### EXERCÍCIO PROPOSTO A
Transforme em lista o parágrafo do trecho abaixo que começa com "Foi o que bastou", conservando os fatos principais.

Usando tênis de marca e conversando alegremente em francês no fundo de um ônibus da linha Campus-Ipiranga (que liga os campi universitários da UFRGS e da PUCRS ao centro e vice-versa), eles atraíram a atenção de uma brigadiana que seguia no mesmo veículo. Estranharam que ela os olhasse demoradamente e, ingenuamente, retribuíram os olhares, sem entender porque despertavam tamanha curiosidade.
Foi o que bastou. A policial requereu reforços pelo celular, parou o veículo, e, de arma em punho, ordenou que os dois saíssem do ônibus com as mãos na cabeça. Ante a passividade dos demais passageiros, que observaram em silêncio do início ao final dos acontecimentos, eles foram forçados a descer do coletivo e recepcionados por três viaturas e uma moto da Brigada Militar e seus respectivos efetivos.
Revistados e acuados na frente de todos, foram levados, sob a mira de revólveres e sob a ordem rascante e sempre gritada de “cala a boca!”, para um posto policial. Só foram liberados depois que mostraram seus documentos e comprovaram que são estudantes estrangeiros – “gente de bem”, portanto.
Para espanto dos policiais, os dois negros se recusaram a sair do posto de polícia e pediram esclarecimentos sobre o motivo pelo qual foram detidos e humilhados. Como a insistência fosse muita, um dos policiais presentes, também negro, foi direito. Apontou para a sua própria pele e proferiu a sentença desconhecida para eles, mas mais do que sabida por todos os negros brasileiros: “Vocês não sabem que isso no Brasil sempre aconteceu e vai acontecer de novo?”.
Ocorrido há três semanas, o episódio só veio a público pela matéria do Sul21. O Comando da Brigada Militar já se reuniu com os dois jovens, pediu desculpas e informou que instaurou Inquérito Policia Militar para investigar o caso. O nome da policial truculenta a preconceituosa, entretanto, não foi divulgado.

### EXERCÍCIO PROPOSTO B
Selecione na listagem abaixo cada linha em que aparece a palavra "blind".

(Trechos de dados de apontamento)

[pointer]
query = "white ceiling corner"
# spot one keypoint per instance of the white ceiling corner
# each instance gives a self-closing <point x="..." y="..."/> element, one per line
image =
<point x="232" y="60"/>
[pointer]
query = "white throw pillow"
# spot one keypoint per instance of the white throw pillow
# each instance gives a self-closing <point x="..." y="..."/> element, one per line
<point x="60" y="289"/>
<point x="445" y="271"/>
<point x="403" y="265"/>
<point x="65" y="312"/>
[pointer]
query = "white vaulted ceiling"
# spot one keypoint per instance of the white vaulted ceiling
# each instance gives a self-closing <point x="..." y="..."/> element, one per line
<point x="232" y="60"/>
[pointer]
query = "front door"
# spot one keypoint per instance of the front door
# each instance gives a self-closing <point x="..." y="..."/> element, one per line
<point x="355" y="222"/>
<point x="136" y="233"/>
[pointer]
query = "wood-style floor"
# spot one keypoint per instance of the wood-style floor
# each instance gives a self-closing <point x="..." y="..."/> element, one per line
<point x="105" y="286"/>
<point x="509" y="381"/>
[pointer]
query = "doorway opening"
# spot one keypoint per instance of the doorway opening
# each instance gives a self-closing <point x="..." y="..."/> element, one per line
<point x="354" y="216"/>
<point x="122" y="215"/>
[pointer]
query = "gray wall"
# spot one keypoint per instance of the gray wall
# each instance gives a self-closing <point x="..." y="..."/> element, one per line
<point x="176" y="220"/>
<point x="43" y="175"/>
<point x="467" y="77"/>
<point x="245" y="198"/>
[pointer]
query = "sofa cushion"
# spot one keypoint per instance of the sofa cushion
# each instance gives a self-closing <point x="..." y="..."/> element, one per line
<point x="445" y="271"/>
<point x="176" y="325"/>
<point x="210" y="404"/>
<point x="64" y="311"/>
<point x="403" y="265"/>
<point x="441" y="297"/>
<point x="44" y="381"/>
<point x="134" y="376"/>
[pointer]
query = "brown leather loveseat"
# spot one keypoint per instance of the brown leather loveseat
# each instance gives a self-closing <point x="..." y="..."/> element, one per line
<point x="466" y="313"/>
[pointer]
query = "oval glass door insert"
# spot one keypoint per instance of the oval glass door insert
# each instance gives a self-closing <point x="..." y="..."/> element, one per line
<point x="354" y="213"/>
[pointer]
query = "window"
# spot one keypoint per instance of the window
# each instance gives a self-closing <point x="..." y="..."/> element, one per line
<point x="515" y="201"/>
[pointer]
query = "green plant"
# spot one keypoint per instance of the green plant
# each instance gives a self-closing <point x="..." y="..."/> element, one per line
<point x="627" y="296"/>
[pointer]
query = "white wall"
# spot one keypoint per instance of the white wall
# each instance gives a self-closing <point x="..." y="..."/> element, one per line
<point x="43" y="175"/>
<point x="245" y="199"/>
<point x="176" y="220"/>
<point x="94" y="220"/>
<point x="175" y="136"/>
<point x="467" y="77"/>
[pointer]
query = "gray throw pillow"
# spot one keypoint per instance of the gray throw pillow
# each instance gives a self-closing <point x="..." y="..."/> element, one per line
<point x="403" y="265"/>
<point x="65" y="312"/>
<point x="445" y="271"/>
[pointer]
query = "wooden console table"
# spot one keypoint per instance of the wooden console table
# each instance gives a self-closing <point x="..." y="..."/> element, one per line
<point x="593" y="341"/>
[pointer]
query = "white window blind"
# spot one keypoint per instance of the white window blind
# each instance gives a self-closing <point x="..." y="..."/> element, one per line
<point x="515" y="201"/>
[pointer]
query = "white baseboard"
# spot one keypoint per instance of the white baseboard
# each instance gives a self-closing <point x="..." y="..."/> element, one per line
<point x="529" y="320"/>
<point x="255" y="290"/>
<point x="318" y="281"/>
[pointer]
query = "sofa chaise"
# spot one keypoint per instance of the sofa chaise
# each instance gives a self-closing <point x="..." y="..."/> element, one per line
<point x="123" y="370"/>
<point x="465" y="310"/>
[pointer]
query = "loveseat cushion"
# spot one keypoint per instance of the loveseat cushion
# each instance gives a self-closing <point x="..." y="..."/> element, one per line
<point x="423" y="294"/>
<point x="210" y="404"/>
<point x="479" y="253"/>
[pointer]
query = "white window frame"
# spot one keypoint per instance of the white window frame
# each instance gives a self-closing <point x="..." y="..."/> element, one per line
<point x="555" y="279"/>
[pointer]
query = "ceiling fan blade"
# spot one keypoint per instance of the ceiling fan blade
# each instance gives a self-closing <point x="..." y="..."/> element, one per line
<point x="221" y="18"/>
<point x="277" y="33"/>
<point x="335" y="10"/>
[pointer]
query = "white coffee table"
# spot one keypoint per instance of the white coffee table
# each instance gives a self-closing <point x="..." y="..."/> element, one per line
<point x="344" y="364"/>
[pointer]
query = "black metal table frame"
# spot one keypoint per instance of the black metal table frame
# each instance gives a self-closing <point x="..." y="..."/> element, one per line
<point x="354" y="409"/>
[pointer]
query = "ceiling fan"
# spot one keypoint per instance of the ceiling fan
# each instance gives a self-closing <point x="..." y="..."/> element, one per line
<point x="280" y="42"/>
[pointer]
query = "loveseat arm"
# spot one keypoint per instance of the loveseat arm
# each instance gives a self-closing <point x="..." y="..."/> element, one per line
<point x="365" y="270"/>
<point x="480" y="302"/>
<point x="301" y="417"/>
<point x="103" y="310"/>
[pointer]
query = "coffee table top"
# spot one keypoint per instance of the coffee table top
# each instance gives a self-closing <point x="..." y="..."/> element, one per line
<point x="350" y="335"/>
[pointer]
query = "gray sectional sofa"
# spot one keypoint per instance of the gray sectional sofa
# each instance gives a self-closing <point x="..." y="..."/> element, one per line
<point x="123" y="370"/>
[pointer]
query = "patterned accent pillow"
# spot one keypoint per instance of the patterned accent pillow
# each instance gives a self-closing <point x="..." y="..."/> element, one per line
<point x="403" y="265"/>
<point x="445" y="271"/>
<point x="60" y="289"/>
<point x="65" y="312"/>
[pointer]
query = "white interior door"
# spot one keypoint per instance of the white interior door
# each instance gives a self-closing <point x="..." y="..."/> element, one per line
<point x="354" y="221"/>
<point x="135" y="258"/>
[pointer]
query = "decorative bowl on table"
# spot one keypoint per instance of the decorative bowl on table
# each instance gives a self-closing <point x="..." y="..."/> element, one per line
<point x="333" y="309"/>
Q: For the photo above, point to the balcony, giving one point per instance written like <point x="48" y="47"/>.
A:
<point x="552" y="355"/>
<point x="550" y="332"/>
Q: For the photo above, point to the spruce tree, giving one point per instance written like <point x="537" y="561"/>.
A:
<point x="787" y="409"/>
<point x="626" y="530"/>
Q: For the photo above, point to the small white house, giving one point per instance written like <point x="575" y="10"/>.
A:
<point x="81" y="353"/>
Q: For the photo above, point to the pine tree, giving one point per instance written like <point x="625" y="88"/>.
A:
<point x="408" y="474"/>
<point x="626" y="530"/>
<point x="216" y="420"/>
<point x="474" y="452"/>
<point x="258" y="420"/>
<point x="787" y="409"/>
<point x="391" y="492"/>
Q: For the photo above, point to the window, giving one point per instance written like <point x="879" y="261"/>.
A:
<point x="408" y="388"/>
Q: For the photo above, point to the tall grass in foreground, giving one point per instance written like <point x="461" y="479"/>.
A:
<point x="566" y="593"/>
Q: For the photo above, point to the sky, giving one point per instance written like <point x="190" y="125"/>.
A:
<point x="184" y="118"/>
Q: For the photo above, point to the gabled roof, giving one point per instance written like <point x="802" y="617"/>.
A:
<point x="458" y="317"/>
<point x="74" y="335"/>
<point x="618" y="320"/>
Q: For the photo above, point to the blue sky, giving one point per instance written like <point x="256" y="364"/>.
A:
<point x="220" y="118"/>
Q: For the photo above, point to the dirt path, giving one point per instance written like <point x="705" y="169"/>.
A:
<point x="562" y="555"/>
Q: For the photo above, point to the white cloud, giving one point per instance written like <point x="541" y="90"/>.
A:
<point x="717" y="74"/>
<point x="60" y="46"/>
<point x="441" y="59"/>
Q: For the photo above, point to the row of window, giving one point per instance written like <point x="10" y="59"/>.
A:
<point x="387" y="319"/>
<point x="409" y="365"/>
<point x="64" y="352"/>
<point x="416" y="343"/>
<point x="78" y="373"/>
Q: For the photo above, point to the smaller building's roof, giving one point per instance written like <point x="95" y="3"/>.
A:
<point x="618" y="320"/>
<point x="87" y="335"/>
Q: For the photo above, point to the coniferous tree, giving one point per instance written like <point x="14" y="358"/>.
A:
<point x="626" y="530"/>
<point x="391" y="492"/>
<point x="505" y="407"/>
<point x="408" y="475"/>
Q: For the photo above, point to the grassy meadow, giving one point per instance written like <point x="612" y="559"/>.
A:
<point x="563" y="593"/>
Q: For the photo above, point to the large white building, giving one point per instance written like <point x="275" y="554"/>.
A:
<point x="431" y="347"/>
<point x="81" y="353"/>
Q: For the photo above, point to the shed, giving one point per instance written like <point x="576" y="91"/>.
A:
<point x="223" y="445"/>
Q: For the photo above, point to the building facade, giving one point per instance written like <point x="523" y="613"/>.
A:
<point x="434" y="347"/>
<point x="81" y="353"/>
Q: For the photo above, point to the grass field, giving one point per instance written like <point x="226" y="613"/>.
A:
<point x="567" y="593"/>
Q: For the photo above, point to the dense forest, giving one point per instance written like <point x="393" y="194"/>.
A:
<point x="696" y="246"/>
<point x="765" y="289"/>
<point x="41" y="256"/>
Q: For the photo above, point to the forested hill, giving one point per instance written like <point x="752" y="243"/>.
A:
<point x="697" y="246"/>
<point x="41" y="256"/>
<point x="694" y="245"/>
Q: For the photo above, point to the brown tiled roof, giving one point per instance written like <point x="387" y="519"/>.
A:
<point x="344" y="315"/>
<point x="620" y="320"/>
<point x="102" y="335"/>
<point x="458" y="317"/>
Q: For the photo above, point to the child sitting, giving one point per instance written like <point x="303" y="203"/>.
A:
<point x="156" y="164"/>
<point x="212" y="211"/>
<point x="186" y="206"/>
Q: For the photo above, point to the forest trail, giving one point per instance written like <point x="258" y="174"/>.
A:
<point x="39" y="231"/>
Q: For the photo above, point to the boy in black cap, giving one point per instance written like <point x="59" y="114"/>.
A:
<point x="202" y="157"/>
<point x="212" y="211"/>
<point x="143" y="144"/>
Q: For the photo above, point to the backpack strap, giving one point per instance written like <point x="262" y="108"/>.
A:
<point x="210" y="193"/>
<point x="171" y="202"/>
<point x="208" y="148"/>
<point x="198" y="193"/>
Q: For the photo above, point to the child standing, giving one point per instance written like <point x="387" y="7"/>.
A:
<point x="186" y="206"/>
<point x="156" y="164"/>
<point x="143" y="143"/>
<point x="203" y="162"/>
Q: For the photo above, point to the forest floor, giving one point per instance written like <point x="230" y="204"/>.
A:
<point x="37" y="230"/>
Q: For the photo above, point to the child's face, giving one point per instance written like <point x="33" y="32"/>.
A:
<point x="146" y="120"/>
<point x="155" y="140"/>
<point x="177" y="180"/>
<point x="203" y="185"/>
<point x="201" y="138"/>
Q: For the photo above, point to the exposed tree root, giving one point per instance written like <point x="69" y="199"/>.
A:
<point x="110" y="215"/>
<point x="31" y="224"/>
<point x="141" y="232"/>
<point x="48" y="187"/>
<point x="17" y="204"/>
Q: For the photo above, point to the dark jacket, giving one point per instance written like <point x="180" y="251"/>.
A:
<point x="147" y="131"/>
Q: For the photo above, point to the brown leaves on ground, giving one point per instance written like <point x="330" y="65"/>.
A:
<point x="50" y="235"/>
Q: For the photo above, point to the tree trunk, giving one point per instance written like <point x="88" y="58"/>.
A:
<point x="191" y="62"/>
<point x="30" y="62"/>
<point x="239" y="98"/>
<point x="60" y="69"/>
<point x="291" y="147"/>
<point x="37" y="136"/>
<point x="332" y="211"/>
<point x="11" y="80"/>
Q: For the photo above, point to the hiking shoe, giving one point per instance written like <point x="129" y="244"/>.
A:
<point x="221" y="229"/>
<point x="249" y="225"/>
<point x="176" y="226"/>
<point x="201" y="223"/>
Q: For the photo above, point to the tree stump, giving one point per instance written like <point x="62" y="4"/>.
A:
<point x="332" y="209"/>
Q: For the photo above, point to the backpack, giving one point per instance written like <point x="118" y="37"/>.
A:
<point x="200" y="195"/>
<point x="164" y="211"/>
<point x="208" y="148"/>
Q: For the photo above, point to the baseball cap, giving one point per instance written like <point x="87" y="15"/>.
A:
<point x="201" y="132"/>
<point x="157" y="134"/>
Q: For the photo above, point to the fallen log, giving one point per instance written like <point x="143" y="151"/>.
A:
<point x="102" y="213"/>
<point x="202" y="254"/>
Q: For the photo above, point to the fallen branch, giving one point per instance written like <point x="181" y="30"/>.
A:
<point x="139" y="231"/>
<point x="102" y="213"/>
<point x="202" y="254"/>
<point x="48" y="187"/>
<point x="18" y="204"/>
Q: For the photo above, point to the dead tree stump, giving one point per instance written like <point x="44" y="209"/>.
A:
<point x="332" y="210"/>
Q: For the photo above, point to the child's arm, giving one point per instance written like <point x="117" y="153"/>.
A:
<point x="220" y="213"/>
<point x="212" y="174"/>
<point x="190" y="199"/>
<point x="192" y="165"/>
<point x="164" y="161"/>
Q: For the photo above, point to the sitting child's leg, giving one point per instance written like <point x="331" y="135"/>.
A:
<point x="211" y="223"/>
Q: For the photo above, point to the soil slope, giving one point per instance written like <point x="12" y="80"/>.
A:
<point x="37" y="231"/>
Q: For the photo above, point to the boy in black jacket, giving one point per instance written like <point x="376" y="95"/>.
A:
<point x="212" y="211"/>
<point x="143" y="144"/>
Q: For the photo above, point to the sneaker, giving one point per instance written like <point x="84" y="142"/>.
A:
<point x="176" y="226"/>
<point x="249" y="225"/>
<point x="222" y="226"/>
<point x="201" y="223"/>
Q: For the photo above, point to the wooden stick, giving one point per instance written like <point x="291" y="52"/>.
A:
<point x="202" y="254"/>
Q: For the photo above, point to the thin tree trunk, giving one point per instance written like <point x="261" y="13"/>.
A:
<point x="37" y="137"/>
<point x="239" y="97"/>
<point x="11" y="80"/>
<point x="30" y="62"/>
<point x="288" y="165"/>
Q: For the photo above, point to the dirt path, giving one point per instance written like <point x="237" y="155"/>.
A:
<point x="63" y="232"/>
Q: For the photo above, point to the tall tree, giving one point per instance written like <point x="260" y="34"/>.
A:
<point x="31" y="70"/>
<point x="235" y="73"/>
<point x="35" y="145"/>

### RESOLUÇÃO A
- A policial pediu reforços pelo celular.
- Ela parou o ônibus e, de arma em punho, mandou os dois saírem com as mãos na cabeça.
- Os demais passageiros assistiram a tudo em silêncio.
- Os dois foram obrigados a descer e foram recebidos por três viaturas e uma moto da Brigada Militar, com seus efetivos.

### RESOLUÇÃO B
query = "white window blind"
# spot one keypoint per instance of the white window blind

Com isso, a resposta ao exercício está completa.